§ Tekst:

┌──

Onder de reikwijdte van de garantiestelling vallen derhalve niet alleen alle orders en leveringen met betrekking tot het project [woonplaats] maar tevens met betrekking tot de overige projecten van [gedaagde] Wegenbouw waarop zij [eiseres] heeft ingezet, waarbij de omvang niet is beperkt.
4.7. Wat betreft de reikwijdte van de garantiestelling heeft [gedaagde] Beheer voorts betoogd dat de garantiestelling op grond van artikel 7:851, tweede lid, Burgerlijk Wetboek (BW) is gemaximeerd tot het project [woonplaats], omdat verbintenissen uit toekomstige projecten onvoldoende bepaalbaar zouden zijn. Dit betoog faalt. Weliswaar kwalificeert de garantiestelling als borgtocht in de zin van artikel 7:850, eerste lid, BW en wel deels voor toekomstige verbintenissen van [gedaagde] Wegenbouw, maar deze verbintenissen hoefden, anders dan [gedaagde] Beheer kennelijk meent, niet ten tijde van de garantiestelling voldoende bepaalbaar te zijn, maar eerst op het tijdstip dat het verhaal op haar als borg werd geëffectueerd. Dat de verbintenissen op dat moment onvoldoende bepaalbaar waren, heeft [gedaagde] Beheer niet gesteld, zodat daaraan voorbij wordt gegaan.
Einde garantiestelling
4.8. [gedaagde] Beheer heeft voorts betoogd dat de garantiestelling ten tijde van de aandelenoverdracht op 12 maart 2010 reeds was uitgewerkt, omdat [gedaagde] Wegenbouw op dat moment over voldoende kredietwaardigheid beschikte. Ook dit betoog faalt. De garantiestelling is immers voor onbepaalde tijd aangegaan met (enkel) als ontbindende voorwaarde “dat er weer een voldoende kredietlimiet is bij Graydon Nederland B.V.”. Tussen de partijen staat vast dat er geen rapport voorhanden is van Graydon Nederland B.V. (hierna: Graydon) waarin de kredietlimiet van [gedaagde] Wegenbouw voldoende is beoordeeld, zodat de ontbindende voorwaarde niet is ingetreden en de garantiestelling niet is geëindigd.

└──

§ Opdracht A: Vertaal deze zin uit de tekst over de garantiestelling naar het Engels: "Dat de verbintenissen op dat moment onvoldoende bepaalbaar waren, heeft [gedaagde] Beheer niet gesteld, zodat daaraan voorbij wordt gegaan."
§ Opdracht B:
Beantwoord met behulp van de tekst over de garantiestelling:
(i) Op welke datum vond de aandelenoverdracht plaats?
(ii) Als wat kwalificeert de garantiestelling in de zin van artikel 7:850, eerste lid, BW?
(iii) Voor welke duur is de garantiestelling aangegaan?
§ Opdracht C: Pas de tekst over de garantiestelling aan: geef het deel beginnend bij "4.7. Wat betreft" en eindigend bij "voorbij wordt gegaan." opnieuw, met "verbintenissen" vervangen door "verplichtingen".

§ Ruwe rijen:
┌──

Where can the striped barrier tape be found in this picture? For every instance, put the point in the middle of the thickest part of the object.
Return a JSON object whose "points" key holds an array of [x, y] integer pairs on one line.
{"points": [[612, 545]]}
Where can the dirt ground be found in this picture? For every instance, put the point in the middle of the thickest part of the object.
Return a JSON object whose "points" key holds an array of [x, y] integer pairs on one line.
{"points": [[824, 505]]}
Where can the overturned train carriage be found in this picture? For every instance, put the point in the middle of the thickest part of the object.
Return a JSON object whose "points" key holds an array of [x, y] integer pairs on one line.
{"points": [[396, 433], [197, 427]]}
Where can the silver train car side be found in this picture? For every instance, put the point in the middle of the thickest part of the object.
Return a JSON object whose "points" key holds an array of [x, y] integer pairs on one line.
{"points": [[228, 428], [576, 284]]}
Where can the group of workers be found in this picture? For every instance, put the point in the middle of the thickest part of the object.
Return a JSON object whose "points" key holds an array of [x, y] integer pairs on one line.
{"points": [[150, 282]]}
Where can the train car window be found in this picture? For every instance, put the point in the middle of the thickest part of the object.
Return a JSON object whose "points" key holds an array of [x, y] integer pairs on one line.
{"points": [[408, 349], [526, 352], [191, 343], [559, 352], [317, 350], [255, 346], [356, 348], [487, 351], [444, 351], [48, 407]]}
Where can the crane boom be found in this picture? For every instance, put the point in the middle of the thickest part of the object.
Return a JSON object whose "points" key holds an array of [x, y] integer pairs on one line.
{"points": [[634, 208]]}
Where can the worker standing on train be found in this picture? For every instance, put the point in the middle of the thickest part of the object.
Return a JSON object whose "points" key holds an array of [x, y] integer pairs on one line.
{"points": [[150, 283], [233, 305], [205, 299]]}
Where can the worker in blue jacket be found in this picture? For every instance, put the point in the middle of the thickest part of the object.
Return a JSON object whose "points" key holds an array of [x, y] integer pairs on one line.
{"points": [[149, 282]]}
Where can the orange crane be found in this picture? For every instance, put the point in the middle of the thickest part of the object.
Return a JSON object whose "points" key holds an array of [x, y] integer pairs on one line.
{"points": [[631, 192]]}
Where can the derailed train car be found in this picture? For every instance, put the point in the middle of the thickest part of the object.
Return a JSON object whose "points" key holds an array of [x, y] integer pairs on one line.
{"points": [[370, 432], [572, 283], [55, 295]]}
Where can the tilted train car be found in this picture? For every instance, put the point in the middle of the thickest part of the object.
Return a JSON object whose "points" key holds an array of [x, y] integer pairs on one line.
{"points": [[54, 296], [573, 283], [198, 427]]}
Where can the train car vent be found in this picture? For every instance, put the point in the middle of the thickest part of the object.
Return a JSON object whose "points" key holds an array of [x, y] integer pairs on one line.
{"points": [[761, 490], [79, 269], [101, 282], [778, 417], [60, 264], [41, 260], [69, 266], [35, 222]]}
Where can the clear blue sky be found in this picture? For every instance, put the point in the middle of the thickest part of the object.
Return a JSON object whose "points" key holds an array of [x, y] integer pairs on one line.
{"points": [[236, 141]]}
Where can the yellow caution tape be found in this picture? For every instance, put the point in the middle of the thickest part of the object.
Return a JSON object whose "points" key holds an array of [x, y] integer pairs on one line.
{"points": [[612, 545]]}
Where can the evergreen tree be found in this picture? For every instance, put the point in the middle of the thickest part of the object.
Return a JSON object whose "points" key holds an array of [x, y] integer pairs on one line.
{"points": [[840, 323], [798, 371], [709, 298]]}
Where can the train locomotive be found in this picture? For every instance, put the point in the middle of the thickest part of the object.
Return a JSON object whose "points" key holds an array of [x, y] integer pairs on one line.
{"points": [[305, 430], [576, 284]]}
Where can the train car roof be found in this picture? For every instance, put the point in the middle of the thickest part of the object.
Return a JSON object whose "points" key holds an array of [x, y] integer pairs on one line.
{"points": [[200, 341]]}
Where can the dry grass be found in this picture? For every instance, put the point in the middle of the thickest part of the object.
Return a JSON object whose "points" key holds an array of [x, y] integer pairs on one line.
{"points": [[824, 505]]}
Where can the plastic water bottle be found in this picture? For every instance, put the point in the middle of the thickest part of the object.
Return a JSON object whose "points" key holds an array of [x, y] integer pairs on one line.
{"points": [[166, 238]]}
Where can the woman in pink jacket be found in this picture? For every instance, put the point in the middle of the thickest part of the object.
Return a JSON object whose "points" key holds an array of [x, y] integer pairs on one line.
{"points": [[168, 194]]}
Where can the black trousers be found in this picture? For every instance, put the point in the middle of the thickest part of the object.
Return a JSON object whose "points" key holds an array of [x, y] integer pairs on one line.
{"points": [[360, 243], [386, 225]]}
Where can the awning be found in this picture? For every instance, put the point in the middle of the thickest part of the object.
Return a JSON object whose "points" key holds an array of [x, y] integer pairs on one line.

└──

§ Juist resultaat A: [gedaagde] Beheer has not asserted that the obligations were insufficiently determinable at that moment, so that point is passed over.

§ Juist resultaat B:
(i) Op 12 maart 2010.
(ii) Als borgtocht.
(iii) Voor onbepaalde tijd.

§ Juist resultaat C:
4.7. Wat betreft de reikwijdte van de garantiestelling heeft [gedaagde] Beheer voorts betoogd dat de garantiestelling op grond van artikel 7:851, tweede lid, Burgerlijk Wetboek (BW) is gemaximeerd tot het project [woonplaats], omdat verplichtingen uit toekomstige projecten onvoldoende bepaalbaar zouden zijn. Dit betoog faalt. Weliswaar kwalificeert de garantiestelling als borgtocht in de zin van artikel 7:850, eerste lid, BW en wel deels voor toekomstige verplichtingen van [gedaagde] Wegenbouw, maar deze verplichtingen hoefden, anders dan [gedaagde] Beheer kennelijk meent, niet ten tijde van de garantiestelling voldoende bepaalbaar te zijn, maar eerst op het tijdstip dat het verhaal op haar als borg werd geëffectueerd. Dat de verplichtingen op dat moment onvoldoende bepaalbaar waren, heeft [gedaagde] Beheer niet gesteld, zodat daaraan voorbij wordt gegaan.